━━━ TEXTO FORNECIDO
Por: Alexssandro Robalo

Para mim, a Escola-Piloto foi uma escola para todos nós que passámos por lá. Aprendi muito mais com os alunos da Escola-Piloto do que nos bancos da faculdade. Lilica Boal (1998)

O ano de 2024 ficará registrado na história como sendo um ano de feitos memoráveis! Trata-se do ano de comemoração do centenário de nascimento daquele que é um dos maiores nomes associados à mudança revolucionária no século XX: Amílcar Lopes Cabral. O centenário desta figura ímpar da história Africana foi celebrado um pouco por todo mundo, apesar da bakandesa e  tolobaskaria institucionais dos Estados na sua terra natal (Guiné-Bissau) e na terra ancestral (Cabo Verde).

2024 ficará também na memória coletiva e nas  páginas  da história como o ano da passagem física de uma personalidade que deixou marcas indeléveis no processo da revolução em África: Maria da Luz Freire de Andrade, mais conhecida por Lilica Boal (1934-2024). A trajetória de vida e militância revolucionária de Lilica Boal ficou marcada por um engajamento político, educacional e afetivo com a África sonhada para a posteridade. O seu contributo em prol da libertação da África e dos Africanos é imenso!
━━━━━━
## [PROBLEMA PROPOSTO]
Dê continuidade ao texto sobre Amílcar Cabral e Lilica Boal, começando logo após a sua última frase.
━━━ REGISTROS FORNECIDOS
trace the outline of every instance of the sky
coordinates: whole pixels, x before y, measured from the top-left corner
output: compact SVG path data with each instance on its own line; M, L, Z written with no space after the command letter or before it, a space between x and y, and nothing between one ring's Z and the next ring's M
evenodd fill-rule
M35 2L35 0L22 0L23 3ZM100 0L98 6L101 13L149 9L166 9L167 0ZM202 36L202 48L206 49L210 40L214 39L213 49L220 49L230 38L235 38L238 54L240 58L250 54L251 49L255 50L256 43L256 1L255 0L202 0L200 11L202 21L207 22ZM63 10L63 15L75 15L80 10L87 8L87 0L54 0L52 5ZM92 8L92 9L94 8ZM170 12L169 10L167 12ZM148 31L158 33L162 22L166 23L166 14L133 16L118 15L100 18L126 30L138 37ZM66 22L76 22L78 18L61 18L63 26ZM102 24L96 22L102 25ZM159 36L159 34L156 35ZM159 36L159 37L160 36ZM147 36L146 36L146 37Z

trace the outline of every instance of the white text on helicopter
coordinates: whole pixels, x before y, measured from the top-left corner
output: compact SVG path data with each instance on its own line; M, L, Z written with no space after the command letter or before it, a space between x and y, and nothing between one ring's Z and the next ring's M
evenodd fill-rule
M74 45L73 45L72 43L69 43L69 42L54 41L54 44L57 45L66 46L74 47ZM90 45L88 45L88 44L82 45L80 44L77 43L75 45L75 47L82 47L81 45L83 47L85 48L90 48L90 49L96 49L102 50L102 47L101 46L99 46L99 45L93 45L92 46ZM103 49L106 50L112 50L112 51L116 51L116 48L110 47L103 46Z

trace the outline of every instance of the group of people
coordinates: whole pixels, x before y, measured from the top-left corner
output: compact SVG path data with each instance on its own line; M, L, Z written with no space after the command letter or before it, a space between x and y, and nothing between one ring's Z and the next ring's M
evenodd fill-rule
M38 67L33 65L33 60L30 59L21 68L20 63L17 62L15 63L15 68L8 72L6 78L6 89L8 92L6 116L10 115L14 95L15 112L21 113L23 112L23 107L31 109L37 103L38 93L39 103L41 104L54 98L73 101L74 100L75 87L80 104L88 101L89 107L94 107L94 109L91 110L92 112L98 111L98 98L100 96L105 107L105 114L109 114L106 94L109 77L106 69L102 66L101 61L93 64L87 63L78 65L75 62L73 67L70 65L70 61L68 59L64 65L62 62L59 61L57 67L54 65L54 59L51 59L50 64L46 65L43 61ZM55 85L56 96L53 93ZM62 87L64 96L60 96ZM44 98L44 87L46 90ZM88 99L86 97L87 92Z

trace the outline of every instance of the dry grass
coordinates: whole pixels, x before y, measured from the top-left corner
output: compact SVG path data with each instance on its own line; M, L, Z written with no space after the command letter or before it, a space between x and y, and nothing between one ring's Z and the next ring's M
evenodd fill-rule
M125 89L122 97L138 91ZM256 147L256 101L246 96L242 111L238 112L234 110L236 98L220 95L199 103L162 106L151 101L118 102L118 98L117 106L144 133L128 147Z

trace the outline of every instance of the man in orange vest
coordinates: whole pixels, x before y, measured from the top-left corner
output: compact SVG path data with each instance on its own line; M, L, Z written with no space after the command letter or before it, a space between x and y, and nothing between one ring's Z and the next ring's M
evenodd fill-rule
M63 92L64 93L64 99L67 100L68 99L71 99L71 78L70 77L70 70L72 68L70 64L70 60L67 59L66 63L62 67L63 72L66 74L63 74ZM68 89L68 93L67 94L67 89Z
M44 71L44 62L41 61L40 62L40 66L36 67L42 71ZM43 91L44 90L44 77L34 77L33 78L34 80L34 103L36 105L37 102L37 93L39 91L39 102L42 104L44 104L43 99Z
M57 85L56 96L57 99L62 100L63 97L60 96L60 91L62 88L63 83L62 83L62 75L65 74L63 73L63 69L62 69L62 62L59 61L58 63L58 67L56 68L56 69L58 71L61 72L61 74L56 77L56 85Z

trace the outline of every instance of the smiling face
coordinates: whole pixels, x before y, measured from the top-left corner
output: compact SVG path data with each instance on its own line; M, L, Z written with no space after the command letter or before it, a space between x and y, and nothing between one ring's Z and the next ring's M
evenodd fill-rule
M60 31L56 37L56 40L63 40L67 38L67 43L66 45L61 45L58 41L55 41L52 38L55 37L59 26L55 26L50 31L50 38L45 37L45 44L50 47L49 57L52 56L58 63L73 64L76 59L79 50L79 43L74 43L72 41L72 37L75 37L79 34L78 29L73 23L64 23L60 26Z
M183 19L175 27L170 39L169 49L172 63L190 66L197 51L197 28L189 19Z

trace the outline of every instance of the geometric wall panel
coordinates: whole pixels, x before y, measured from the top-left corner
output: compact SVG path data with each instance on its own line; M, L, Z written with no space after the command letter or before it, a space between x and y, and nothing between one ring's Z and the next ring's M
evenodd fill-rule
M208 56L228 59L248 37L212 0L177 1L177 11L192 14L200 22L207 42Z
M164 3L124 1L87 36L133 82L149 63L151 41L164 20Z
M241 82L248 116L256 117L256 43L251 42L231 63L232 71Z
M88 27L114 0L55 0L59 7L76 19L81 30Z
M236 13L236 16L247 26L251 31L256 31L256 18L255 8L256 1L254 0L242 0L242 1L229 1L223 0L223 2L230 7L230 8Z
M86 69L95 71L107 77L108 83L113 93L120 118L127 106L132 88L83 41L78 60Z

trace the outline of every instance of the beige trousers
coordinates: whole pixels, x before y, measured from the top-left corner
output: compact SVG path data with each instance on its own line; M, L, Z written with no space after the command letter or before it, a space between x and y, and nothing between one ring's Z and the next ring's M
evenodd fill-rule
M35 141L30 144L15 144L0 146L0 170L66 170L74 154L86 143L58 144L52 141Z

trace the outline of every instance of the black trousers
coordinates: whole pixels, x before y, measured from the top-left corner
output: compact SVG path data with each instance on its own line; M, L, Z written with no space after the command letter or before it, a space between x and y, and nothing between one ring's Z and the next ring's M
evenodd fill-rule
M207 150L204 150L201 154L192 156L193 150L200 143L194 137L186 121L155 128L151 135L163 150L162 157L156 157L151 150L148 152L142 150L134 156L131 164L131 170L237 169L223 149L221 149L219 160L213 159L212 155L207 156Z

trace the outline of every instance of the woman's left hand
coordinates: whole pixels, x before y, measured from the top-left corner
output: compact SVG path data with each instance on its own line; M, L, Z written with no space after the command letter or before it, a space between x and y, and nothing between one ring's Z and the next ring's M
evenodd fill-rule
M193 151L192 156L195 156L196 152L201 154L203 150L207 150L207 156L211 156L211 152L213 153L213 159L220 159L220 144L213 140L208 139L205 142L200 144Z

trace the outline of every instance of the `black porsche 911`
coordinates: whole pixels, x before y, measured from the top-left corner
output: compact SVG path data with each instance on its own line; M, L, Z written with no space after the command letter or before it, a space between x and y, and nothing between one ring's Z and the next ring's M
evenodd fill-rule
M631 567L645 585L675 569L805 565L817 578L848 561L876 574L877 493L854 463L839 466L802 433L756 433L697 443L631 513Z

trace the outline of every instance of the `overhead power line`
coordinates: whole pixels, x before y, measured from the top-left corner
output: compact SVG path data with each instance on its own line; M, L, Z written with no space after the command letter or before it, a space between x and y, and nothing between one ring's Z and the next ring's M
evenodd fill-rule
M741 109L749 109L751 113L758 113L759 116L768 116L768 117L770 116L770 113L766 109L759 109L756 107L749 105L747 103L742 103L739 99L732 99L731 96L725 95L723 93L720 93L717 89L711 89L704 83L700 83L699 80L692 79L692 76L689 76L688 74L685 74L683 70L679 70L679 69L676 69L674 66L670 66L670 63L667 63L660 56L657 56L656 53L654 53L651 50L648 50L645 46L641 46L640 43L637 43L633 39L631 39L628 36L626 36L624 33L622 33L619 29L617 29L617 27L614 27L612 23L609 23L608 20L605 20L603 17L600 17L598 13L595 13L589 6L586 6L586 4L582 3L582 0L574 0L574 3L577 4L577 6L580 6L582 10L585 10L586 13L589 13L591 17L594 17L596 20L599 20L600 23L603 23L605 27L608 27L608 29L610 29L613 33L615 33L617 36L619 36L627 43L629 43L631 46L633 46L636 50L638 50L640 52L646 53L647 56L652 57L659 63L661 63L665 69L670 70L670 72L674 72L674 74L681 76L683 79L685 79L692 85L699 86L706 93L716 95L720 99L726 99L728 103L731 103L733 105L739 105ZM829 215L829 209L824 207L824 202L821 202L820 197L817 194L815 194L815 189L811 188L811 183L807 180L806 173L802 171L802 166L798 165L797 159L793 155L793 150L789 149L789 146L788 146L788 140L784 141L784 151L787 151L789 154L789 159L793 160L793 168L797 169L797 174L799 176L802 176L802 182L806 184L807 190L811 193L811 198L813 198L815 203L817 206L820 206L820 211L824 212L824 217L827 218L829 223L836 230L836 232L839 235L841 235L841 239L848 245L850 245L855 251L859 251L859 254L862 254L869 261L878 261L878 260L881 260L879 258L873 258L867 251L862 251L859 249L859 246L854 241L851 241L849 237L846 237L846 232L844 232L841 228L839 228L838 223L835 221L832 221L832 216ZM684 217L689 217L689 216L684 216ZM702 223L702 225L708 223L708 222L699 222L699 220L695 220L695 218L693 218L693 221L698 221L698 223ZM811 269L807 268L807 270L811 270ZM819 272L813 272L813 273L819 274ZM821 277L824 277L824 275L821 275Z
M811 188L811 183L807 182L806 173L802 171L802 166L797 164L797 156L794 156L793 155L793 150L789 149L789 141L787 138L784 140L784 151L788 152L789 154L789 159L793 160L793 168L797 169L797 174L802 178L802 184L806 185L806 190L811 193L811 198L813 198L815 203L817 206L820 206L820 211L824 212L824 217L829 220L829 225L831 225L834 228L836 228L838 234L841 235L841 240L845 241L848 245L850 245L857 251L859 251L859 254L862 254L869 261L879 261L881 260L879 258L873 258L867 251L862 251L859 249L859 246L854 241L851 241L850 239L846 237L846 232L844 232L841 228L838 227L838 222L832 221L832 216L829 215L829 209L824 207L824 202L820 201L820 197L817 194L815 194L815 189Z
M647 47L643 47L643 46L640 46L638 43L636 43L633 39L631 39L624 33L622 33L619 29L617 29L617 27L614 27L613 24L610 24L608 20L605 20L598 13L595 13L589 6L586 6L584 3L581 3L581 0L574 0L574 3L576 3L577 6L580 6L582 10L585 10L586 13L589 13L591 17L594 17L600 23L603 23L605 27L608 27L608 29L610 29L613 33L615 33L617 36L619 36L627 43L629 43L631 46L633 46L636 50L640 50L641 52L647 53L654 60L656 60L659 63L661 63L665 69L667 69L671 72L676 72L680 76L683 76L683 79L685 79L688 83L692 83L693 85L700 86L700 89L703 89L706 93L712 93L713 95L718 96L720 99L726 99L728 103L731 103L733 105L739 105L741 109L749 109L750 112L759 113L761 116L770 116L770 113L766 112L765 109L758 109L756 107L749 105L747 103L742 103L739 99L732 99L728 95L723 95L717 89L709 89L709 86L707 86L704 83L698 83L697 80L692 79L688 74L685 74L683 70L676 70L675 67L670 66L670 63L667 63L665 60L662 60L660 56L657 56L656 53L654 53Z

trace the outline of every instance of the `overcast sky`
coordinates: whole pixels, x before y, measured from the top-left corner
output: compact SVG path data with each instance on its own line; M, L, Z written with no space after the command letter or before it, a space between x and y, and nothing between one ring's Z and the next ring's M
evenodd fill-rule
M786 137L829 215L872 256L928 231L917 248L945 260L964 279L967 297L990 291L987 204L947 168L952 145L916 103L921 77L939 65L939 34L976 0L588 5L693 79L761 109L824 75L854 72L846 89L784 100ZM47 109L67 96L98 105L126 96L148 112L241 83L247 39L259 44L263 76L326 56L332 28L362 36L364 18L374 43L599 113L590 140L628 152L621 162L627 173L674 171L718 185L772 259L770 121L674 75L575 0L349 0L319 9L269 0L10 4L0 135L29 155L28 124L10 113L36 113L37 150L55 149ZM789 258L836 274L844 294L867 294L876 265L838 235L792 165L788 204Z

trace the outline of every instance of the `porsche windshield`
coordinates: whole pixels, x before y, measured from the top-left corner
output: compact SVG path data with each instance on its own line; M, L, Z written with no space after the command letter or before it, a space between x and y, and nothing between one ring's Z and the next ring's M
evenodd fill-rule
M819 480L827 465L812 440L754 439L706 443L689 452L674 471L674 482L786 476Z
━━━━━━
## [RESPOSTA AO PROBLEMA]
Lilica Boal, natural do Tarrafal de Santiago, nasceu numa família que naquela altura, nos anos de 1930, era tida como uma família com “uma vida bastante folgada”, porquanto os seus progenitores eram comerciantes. Num período em que a pobreza e a miséria abundavam nestas ilhas, Boal teve o privilégio de estudar tanto na sua ilha natal como, posteriormente, em São Vicente, situação reservada quase exclusivamente às pessoas com alguma posse. Não obstante, é durante a formação académica em Portugal que a sua consciência política iria formar-se, muito por conta do papel desempenhado pela Casa dos Estudantes do Império. Foi, portanto, nesta ocasião que passaria a engajar-se junto de outros Africanos provenientes de países colonizados por Portugal. 

Lilica Boal fez parte de um grupo constituído por mais de 50 estudantes, que a partir de Portugal decidiram fugir, em direção a alguns países Africanos, para se engajarem na luta anticolonial. Toda a “odisseia” daquela fuga constitui um momento histórico fascinante e inspirador, por se tratar de um contexto em que a coragem, a determinação e o amor revolucionários se encontraram no mesmo espaço e tempo!

De todo o seu compromisso com a luta de libertação – na Guiné Bissau e em Cabo Verde – é na senda educacional que a Lilica Boal deixaria para sempre o seu nome gravado, como uma educadora de enorme envergadura, mas também como líder de um processo extraordinário de descolonização da educação levada a cabo a partir de Conacri e nas zonas libertadas da Guiné-Bissau. Aliás, o nome da Lilica Boal quase se confunde com o de “Escola-Piloto”.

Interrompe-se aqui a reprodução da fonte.